===== Input rows

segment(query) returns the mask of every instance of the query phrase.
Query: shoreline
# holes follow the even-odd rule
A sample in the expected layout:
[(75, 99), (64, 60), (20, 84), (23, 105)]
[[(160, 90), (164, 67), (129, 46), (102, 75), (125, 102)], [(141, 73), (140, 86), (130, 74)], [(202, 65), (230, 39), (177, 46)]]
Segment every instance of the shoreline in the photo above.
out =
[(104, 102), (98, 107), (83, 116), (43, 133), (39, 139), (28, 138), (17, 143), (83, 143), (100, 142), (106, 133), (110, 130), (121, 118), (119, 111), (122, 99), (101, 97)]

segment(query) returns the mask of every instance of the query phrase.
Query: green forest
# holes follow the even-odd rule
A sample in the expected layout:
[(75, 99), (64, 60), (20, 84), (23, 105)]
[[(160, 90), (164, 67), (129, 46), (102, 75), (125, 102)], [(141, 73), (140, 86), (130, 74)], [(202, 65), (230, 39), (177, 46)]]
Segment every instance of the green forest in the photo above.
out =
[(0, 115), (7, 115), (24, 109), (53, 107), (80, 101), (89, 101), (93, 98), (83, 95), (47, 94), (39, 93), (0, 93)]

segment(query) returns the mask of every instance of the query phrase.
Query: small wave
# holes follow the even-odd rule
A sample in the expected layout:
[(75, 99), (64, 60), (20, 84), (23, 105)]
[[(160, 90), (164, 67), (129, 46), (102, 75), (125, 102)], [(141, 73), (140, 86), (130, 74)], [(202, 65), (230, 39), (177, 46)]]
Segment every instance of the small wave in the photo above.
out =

==========

• **What you need to do**
Find every line in the rows above that contains the word "green" and copy each of those lines out in full.

• **Answer for the task**
Query: green forest
Segment every instance of the green forest in the photo above.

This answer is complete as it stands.